>>>

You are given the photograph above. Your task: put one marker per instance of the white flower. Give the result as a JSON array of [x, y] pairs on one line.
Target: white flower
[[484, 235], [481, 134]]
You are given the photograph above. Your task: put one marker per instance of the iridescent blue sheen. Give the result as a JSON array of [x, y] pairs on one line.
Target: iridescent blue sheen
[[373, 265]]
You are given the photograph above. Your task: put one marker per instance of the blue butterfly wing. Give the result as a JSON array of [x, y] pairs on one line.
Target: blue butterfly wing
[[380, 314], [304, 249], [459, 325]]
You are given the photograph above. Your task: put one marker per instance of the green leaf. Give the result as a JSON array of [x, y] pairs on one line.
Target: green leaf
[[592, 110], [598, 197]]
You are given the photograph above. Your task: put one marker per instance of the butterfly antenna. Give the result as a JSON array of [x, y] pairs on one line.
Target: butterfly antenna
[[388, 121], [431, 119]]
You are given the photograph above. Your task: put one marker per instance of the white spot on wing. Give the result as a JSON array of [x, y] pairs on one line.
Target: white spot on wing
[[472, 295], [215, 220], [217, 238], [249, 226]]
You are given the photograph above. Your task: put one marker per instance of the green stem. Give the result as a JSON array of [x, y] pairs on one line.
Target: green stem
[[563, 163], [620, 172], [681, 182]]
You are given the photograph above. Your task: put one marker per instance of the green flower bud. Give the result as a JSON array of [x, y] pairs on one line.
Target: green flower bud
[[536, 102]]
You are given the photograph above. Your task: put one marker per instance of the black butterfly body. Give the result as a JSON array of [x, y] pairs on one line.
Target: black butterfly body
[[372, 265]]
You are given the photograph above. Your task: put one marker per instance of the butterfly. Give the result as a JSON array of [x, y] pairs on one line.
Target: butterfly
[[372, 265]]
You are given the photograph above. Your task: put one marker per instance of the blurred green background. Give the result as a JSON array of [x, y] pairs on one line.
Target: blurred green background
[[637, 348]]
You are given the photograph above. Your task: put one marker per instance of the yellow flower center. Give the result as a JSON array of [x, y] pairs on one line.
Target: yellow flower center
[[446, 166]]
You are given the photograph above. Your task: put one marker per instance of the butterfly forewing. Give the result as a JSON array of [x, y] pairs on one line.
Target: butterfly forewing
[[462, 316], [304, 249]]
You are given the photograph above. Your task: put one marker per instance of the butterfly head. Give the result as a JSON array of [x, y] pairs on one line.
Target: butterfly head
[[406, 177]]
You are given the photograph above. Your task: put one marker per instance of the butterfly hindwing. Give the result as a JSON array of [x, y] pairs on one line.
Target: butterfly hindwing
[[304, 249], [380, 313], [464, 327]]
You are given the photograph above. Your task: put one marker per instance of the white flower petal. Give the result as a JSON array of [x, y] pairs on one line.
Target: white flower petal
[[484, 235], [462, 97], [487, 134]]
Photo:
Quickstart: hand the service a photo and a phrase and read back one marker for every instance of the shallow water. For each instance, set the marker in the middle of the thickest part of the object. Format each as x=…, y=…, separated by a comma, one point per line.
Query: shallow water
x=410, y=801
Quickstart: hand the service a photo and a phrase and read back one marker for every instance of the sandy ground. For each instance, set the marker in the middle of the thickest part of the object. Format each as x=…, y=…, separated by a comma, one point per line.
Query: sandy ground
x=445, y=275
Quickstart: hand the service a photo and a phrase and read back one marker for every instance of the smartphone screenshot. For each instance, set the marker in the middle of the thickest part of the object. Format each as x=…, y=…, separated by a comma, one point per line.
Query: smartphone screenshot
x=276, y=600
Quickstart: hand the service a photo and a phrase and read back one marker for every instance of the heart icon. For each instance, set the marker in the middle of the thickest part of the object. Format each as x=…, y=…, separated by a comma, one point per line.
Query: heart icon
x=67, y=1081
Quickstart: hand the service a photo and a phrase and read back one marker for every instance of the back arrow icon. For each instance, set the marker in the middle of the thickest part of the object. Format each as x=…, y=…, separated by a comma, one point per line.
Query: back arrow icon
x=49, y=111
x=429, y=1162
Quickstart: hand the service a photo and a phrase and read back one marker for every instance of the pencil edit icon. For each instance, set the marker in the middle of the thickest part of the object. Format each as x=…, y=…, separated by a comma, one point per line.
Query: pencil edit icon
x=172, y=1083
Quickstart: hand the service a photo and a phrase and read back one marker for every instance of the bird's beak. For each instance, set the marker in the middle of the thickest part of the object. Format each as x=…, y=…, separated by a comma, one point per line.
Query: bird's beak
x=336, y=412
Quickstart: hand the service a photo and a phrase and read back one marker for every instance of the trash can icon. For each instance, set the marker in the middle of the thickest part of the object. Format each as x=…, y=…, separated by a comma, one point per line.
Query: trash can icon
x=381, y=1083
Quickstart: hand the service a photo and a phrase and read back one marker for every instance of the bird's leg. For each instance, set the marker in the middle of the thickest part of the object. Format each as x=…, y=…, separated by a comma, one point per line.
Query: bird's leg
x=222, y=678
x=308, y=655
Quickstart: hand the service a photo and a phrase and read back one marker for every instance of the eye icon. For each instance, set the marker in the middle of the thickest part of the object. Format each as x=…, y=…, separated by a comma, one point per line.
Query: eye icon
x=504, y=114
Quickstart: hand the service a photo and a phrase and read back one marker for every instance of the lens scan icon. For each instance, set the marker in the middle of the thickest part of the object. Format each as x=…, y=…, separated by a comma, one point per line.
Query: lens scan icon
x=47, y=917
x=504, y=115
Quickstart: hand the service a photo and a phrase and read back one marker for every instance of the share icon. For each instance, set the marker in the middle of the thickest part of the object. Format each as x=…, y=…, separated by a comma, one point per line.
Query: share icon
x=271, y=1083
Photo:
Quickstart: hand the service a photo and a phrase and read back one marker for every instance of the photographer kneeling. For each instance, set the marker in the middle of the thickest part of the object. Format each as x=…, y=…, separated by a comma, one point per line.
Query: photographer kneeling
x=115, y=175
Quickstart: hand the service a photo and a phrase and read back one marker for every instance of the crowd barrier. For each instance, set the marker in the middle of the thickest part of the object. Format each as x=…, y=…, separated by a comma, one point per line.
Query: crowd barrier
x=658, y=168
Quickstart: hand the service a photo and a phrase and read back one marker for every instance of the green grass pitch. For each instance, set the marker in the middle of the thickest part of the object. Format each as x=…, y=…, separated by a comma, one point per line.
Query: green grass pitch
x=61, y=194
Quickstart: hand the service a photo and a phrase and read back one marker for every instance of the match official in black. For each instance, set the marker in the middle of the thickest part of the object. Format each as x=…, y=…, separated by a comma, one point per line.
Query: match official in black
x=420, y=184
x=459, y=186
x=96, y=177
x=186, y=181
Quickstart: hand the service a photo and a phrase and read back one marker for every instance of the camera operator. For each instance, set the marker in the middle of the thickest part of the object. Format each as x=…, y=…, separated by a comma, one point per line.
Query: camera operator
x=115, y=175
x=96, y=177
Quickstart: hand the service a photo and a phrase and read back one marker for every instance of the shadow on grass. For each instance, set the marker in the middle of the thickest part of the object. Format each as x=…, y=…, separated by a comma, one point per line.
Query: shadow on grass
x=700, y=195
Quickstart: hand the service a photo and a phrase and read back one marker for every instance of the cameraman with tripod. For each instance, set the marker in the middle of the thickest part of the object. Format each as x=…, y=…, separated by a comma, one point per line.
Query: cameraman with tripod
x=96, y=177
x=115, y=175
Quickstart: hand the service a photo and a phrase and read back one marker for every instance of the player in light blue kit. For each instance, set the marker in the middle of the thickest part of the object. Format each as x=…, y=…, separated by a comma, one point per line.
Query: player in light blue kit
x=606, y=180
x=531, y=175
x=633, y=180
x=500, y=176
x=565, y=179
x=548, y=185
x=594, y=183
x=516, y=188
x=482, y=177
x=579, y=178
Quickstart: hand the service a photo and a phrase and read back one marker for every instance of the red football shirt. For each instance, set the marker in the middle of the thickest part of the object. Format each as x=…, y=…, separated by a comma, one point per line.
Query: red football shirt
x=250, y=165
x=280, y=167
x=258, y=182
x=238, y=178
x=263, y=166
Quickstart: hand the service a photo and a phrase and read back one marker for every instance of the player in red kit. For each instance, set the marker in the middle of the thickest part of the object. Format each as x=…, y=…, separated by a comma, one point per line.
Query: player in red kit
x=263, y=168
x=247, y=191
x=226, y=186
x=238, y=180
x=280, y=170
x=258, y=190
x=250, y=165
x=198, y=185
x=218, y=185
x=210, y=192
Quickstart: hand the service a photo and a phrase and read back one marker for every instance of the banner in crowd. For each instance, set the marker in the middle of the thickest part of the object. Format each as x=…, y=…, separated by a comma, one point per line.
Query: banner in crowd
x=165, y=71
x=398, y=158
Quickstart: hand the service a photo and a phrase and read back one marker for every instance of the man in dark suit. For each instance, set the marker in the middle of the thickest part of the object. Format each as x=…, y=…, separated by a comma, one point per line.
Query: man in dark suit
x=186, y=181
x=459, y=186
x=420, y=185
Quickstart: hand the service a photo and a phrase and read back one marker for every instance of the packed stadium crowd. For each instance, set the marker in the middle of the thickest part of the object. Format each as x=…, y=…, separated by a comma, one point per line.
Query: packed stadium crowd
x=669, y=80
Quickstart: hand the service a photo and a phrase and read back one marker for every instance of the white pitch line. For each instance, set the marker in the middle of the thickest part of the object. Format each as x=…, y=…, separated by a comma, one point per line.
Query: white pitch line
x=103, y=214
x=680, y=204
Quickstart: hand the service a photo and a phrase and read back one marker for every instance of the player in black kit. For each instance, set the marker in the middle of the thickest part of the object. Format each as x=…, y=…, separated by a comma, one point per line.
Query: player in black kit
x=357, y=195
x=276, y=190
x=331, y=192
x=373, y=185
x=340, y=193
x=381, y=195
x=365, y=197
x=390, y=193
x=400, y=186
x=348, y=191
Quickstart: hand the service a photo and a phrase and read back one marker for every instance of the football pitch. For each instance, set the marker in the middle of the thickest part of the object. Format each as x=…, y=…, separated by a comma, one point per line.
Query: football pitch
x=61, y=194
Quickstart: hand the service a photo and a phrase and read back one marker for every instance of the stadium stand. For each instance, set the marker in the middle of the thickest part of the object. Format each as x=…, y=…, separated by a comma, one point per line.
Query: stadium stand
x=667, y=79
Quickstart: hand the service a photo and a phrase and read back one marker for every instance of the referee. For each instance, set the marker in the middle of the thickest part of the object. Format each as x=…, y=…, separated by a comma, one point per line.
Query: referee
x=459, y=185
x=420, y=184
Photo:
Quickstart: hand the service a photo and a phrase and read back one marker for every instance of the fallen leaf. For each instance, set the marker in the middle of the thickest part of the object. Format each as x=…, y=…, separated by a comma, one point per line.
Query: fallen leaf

<<<

▶ **Task statement**
Within the data above, the span starting at the line containing "Query: football pitch" and ending at the line containing "of the stadium" is to be retyped exactly, with no other lines.

▶ **Exercise result**
Query: football pitch
x=61, y=194
Quickstart: hand the service a photo and a phrase and read back one marker for every instance of the stadium stand. For each instance, set the marker in the middle of the thickest part of the object. Format each as x=…, y=…, separated by a comma, one point per line.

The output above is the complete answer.